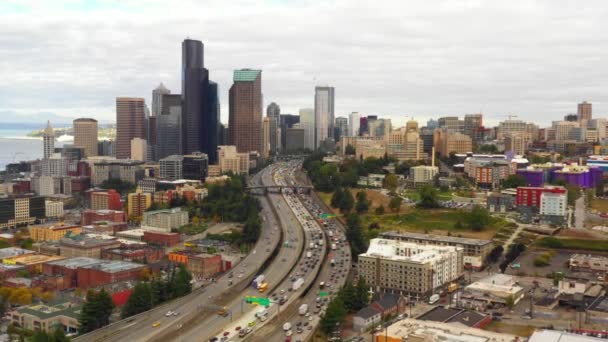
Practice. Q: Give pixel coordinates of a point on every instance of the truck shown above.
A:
(258, 281)
(452, 287)
(297, 284)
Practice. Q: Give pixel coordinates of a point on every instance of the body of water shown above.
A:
(15, 146)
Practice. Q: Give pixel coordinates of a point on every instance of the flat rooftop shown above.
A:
(430, 237)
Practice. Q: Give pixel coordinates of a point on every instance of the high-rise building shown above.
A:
(169, 127)
(342, 127)
(324, 114)
(273, 112)
(472, 124)
(353, 124)
(266, 138)
(307, 123)
(584, 111)
(197, 119)
(245, 114)
(157, 98)
(85, 135)
(130, 123)
(48, 141)
(211, 123)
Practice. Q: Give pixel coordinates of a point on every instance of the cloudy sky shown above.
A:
(397, 59)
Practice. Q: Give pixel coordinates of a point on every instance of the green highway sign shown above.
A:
(256, 300)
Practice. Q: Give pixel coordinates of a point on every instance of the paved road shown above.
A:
(214, 324)
(139, 328)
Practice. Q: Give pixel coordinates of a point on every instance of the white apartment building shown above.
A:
(53, 209)
(423, 173)
(165, 219)
(553, 204)
(407, 267)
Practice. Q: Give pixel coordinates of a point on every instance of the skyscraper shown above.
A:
(169, 127)
(245, 110)
(157, 98)
(307, 123)
(130, 123)
(85, 135)
(273, 112)
(195, 84)
(342, 127)
(324, 114)
(353, 124)
(584, 111)
(48, 141)
(211, 123)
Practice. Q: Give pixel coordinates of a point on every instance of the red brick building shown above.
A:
(530, 196)
(161, 238)
(89, 216)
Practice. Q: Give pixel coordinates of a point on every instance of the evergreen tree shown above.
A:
(362, 203)
(181, 284)
(336, 198)
(139, 301)
(347, 203)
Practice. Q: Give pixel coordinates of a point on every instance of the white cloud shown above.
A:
(393, 58)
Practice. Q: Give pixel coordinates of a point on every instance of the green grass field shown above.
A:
(562, 243)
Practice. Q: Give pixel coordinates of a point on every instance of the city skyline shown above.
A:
(447, 68)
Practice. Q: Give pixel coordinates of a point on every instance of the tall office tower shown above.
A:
(342, 127)
(130, 123)
(157, 98)
(273, 112)
(266, 137)
(245, 110)
(307, 124)
(195, 84)
(85, 135)
(472, 124)
(353, 124)
(48, 141)
(169, 127)
(211, 123)
(584, 111)
(324, 114)
(287, 121)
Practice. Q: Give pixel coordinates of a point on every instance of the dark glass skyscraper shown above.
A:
(196, 120)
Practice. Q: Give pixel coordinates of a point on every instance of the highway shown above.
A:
(334, 277)
(201, 302)
(285, 261)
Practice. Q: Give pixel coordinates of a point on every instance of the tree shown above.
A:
(362, 205)
(514, 181)
(182, 282)
(350, 150)
(428, 197)
(333, 315)
(391, 182)
(347, 203)
(139, 301)
(395, 203)
(96, 311)
(337, 197)
(478, 218)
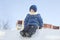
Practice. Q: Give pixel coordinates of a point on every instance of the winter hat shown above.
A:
(33, 7)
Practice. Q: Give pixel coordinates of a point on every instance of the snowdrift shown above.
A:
(42, 34)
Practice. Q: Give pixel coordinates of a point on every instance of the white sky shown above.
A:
(13, 10)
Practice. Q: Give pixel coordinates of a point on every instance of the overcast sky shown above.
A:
(13, 10)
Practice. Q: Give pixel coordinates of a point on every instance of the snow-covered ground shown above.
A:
(42, 34)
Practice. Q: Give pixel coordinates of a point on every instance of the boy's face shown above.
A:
(32, 11)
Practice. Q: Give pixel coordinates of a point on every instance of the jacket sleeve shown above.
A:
(40, 21)
(26, 20)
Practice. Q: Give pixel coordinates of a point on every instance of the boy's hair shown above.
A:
(33, 7)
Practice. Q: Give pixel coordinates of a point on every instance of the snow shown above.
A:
(42, 34)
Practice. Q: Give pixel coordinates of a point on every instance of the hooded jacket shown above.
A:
(34, 20)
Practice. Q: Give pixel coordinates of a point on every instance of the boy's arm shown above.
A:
(40, 22)
(26, 20)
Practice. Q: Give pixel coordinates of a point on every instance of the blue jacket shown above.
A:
(35, 20)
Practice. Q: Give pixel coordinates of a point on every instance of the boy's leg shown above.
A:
(31, 31)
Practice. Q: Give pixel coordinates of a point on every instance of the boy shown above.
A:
(32, 22)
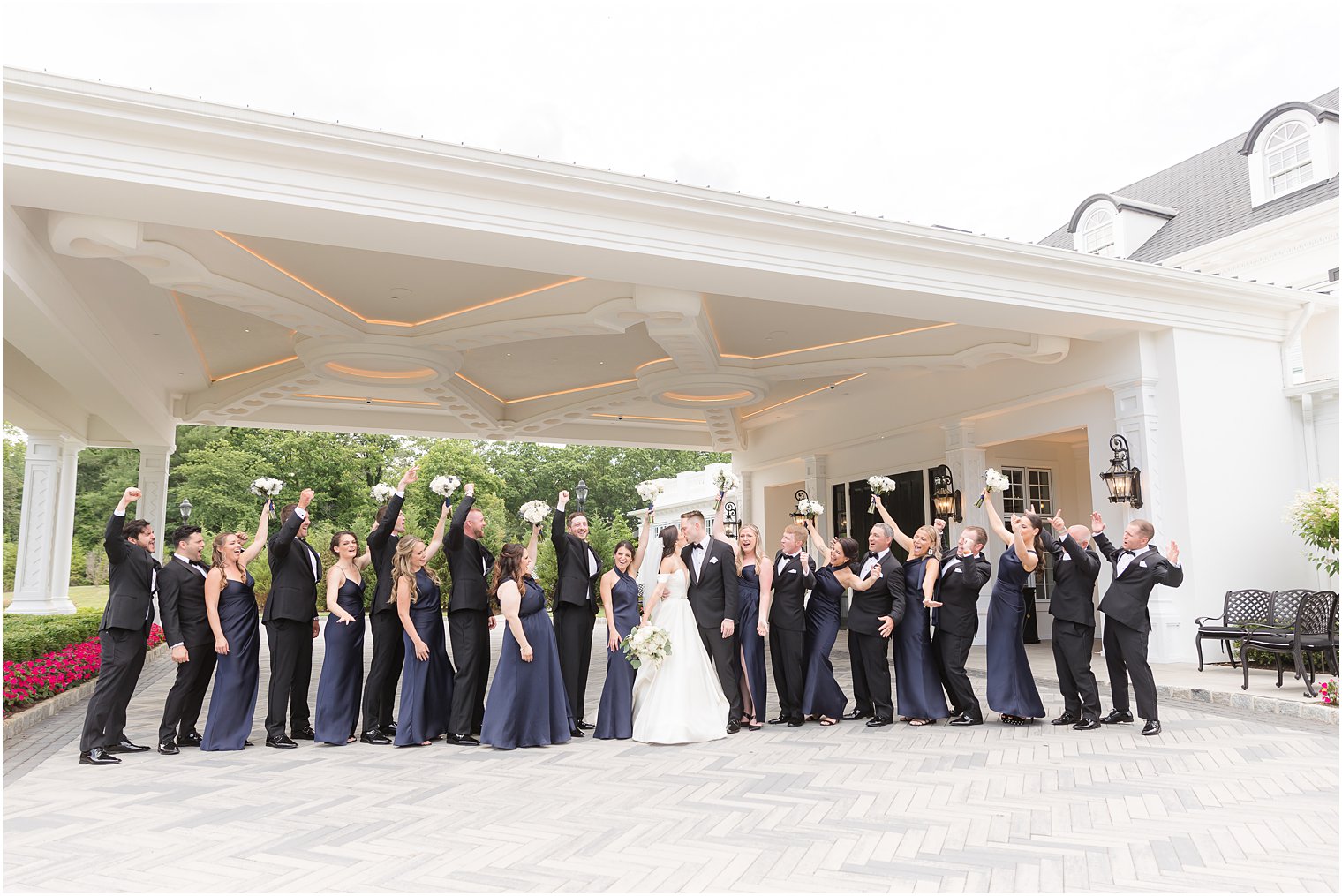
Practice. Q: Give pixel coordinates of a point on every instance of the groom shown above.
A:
(714, 599)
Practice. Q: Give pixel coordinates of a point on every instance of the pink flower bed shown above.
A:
(35, 681)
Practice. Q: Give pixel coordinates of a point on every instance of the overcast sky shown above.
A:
(993, 117)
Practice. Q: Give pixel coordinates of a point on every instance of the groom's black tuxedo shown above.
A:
(714, 596)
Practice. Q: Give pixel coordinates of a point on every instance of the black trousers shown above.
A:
(290, 675)
(785, 652)
(952, 653)
(1073, 645)
(573, 637)
(722, 651)
(121, 659)
(384, 671)
(1125, 652)
(870, 660)
(470, 633)
(181, 709)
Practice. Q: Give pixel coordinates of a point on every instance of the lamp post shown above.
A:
(1122, 479)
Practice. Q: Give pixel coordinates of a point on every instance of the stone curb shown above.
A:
(20, 722)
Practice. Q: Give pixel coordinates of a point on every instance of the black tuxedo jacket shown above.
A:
(1075, 570)
(181, 604)
(961, 583)
(294, 572)
(714, 591)
(883, 599)
(576, 584)
(1129, 593)
(131, 581)
(788, 609)
(467, 561)
(381, 547)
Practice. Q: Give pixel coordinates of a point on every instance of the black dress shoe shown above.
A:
(97, 757)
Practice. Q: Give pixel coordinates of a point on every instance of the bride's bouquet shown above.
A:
(647, 644)
(993, 480)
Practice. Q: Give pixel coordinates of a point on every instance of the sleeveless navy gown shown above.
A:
(426, 684)
(528, 705)
(614, 717)
(341, 684)
(237, 673)
(916, 681)
(822, 694)
(1011, 684)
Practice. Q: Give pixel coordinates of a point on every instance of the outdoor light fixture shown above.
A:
(945, 496)
(1122, 479)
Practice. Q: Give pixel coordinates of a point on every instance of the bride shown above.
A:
(681, 702)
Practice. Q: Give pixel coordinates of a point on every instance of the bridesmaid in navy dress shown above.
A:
(621, 599)
(755, 575)
(343, 666)
(232, 612)
(1011, 684)
(528, 705)
(427, 675)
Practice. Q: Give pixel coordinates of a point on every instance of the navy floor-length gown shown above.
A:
(341, 686)
(916, 679)
(614, 717)
(1011, 684)
(822, 694)
(528, 705)
(426, 684)
(237, 673)
(751, 643)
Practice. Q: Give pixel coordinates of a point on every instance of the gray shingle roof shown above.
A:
(1210, 192)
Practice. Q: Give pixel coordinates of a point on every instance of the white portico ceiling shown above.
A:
(275, 273)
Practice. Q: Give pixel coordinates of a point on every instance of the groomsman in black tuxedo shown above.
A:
(291, 625)
(785, 612)
(469, 619)
(715, 599)
(388, 635)
(123, 635)
(964, 572)
(1073, 608)
(181, 609)
(871, 619)
(1138, 568)
(575, 606)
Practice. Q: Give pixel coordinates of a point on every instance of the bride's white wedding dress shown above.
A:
(681, 702)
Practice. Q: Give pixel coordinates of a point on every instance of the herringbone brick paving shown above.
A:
(1218, 802)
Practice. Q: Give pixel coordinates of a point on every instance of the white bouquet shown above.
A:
(444, 486)
(648, 491)
(534, 511)
(647, 644)
(879, 486)
(993, 480)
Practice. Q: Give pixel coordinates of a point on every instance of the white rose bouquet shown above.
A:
(647, 644)
(993, 480)
(534, 511)
(879, 486)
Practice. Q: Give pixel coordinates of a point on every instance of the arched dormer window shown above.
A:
(1287, 159)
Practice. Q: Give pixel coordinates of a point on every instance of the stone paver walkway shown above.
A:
(1221, 801)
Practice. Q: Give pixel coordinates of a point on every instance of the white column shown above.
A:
(46, 526)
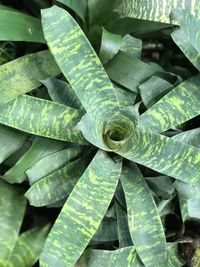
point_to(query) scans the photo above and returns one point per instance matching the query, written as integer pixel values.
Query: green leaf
(163, 186)
(118, 258)
(156, 10)
(189, 195)
(83, 212)
(110, 45)
(100, 10)
(24, 74)
(12, 209)
(78, 62)
(51, 163)
(41, 147)
(10, 142)
(153, 90)
(28, 247)
(129, 71)
(62, 92)
(16, 26)
(122, 227)
(78, 6)
(57, 185)
(131, 46)
(189, 24)
(187, 48)
(57, 121)
(178, 106)
(143, 218)
(106, 233)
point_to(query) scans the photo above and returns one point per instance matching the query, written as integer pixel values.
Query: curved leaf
(178, 106)
(82, 212)
(12, 209)
(129, 71)
(118, 258)
(156, 10)
(16, 26)
(51, 163)
(78, 62)
(57, 185)
(62, 92)
(143, 218)
(10, 141)
(28, 247)
(24, 74)
(57, 120)
(40, 148)
(110, 45)
(78, 6)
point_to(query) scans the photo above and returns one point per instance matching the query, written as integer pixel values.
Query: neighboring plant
(104, 138)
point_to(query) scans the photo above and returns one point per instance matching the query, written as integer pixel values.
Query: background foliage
(99, 133)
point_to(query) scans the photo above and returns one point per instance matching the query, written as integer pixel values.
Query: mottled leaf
(12, 209)
(58, 121)
(83, 212)
(16, 26)
(143, 218)
(24, 74)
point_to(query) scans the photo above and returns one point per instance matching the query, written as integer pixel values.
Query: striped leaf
(52, 163)
(28, 247)
(143, 218)
(178, 106)
(131, 46)
(78, 62)
(118, 258)
(186, 37)
(153, 90)
(57, 120)
(155, 151)
(100, 11)
(129, 71)
(24, 74)
(78, 6)
(187, 48)
(40, 148)
(16, 26)
(12, 209)
(57, 185)
(10, 141)
(157, 10)
(62, 92)
(110, 46)
(83, 212)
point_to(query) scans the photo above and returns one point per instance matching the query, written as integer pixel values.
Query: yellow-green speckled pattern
(28, 247)
(157, 10)
(12, 209)
(79, 62)
(82, 213)
(42, 117)
(22, 75)
(148, 238)
(179, 105)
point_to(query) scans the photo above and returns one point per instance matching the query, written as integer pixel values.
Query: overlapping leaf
(148, 238)
(83, 211)
(10, 141)
(40, 148)
(156, 10)
(58, 121)
(12, 209)
(24, 74)
(78, 62)
(179, 105)
(22, 27)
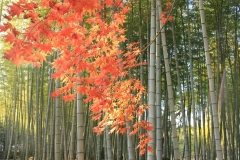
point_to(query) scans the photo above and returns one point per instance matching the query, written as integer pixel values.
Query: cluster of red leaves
(88, 44)
(166, 15)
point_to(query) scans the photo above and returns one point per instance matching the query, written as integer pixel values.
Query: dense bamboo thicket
(191, 75)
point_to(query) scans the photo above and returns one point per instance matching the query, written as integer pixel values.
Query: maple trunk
(72, 149)
(80, 125)
(57, 135)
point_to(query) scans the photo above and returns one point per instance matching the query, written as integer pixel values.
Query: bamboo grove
(113, 79)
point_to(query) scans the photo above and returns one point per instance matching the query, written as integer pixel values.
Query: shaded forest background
(27, 108)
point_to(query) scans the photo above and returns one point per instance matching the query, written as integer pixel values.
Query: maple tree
(87, 43)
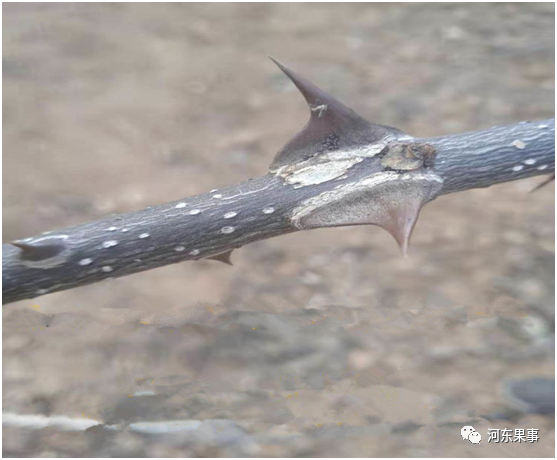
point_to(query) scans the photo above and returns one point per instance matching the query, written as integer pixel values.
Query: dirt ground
(321, 343)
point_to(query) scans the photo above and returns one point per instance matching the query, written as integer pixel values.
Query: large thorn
(332, 126)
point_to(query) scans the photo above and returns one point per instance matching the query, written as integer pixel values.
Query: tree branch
(217, 222)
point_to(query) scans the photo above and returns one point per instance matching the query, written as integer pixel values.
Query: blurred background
(321, 343)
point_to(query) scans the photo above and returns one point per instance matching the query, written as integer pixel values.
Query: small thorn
(544, 183)
(223, 257)
(37, 251)
(400, 222)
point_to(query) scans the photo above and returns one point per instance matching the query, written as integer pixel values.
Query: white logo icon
(468, 432)
(475, 437)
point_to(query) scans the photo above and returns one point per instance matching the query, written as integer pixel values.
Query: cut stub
(332, 126)
(389, 200)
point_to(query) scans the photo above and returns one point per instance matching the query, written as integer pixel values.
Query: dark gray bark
(213, 223)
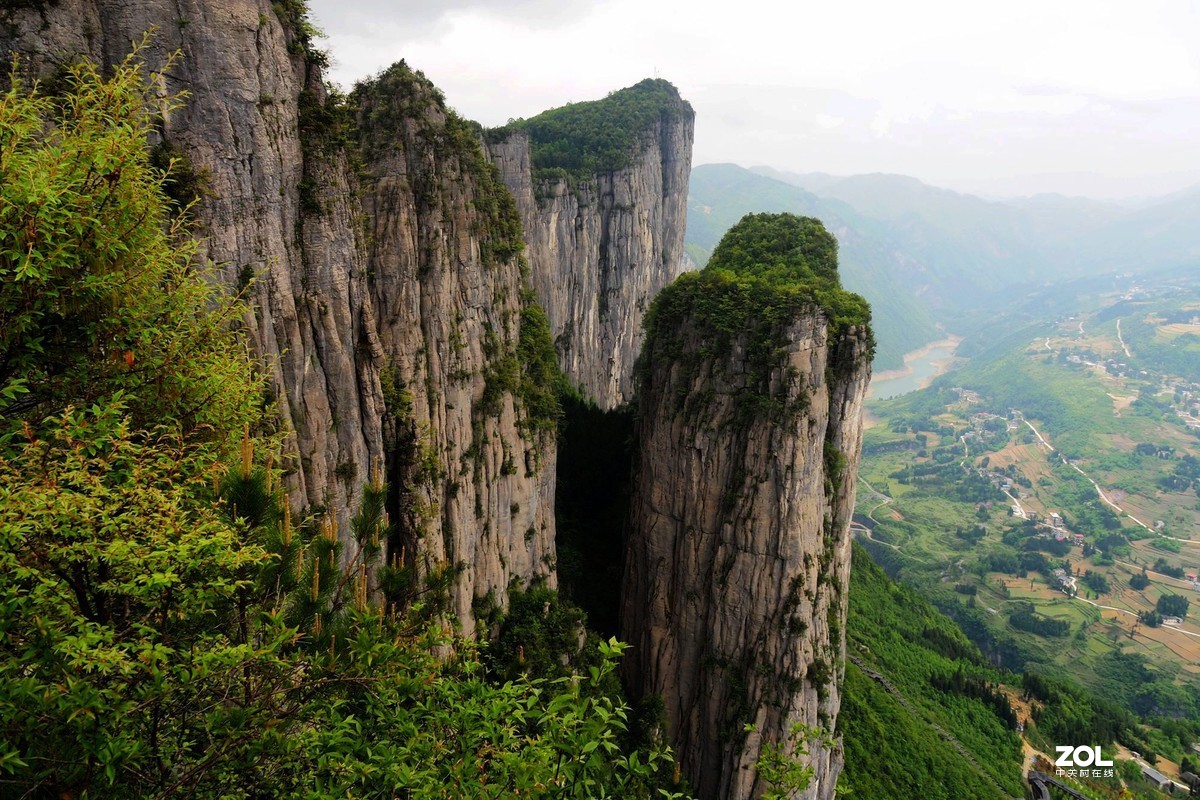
··········
* [Requirements]:
Can you lay out the listing's lines from the one containing "navy dress shown above." through the one containing "(1210, 192)", both included, as a Markdown table with columns Row and Listing line, numbering each row and leaving out any blank lines?

* [Answer to the task]:
| Row | Listing line |
|---|---|
| 1 | Practice. Q: Give pixel coordinates of a point on every instance of the bridesmaid in navy dress shown above. |
| 2 | A: |
| 3 | (621, 599) |
| 4 | (755, 575) |
| 5 | (343, 666) |
| 6 | (232, 612) |
| 7 | (1011, 684) |
| 8 | (528, 705) |
| 9 | (427, 675) |
| 10 | Practice. Q: Give pixel coordinates of a point on every instance of the navy floor-length gown shown above. |
| 11 | A: |
| 12 | (341, 686) |
| 13 | (916, 679) |
| 14 | (614, 717) |
| 15 | (1011, 684) |
| 16 | (822, 694) |
| 17 | (528, 705) |
| 18 | (426, 684) |
| 19 | (237, 673) |
| 20 | (751, 643) |
| 21 | Practice. Q: Give pixel coordinates of a point on every instance of the gray shingle roof shown above. |
| 22 | A: |
| 23 | (1210, 192) |